** START OF SUPPLIED INFORMATION **

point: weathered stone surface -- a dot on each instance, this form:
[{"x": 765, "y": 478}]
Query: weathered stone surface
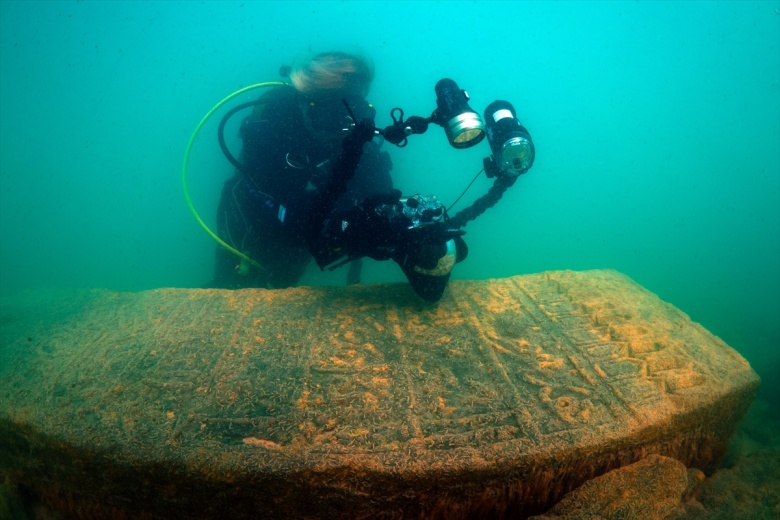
[
  {"x": 654, "y": 487},
  {"x": 358, "y": 401}
]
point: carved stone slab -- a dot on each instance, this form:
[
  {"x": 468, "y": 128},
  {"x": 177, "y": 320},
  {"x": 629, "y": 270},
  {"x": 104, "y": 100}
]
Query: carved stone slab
[{"x": 355, "y": 402}]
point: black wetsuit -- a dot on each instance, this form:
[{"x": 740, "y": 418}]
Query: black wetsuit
[{"x": 290, "y": 145}]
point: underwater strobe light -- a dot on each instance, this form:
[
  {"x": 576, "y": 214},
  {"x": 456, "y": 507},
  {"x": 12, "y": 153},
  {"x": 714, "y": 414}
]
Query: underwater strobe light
[
  {"x": 511, "y": 144},
  {"x": 463, "y": 126}
]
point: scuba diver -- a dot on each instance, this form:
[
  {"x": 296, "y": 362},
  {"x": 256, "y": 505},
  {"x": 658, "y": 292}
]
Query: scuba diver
[{"x": 313, "y": 181}]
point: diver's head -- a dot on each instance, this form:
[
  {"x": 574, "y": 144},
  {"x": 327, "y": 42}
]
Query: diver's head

** END OF SUPPLIED INFORMATION **

Copy the data starting at the line that contains "point: diver's head" and ending at the last line of the data, swapping every "head" for "face" and keeping everything else the same.

• ANSWER TO THE EXERCISE
point: diver's face -- a dot on each instance, this form:
[
  {"x": 574, "y": 144},
  {"x": 327, "y": 42}
]
Query: diver's face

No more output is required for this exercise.